Content starts

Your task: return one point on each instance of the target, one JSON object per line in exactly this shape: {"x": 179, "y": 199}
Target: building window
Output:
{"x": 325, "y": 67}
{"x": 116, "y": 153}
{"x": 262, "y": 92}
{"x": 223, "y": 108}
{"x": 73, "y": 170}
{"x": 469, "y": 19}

Content ends

■ EXERCISE REQUIREMENTS
A verbatim copy of every record is what you should return.

■ SOLUTION
Your task: return one point on each instance of the target, one JSON object per line in exactly this shape: {"x": 179, "y": 199}
Target: building window
Output:
{"x": 325, "y": 67}
{"x": 116, "y": 153}
{"x": 262, "y": 92}
{"x": 223, "y": 108}
{"x": 73, "y": 170}
{"x": 469, "y": 19}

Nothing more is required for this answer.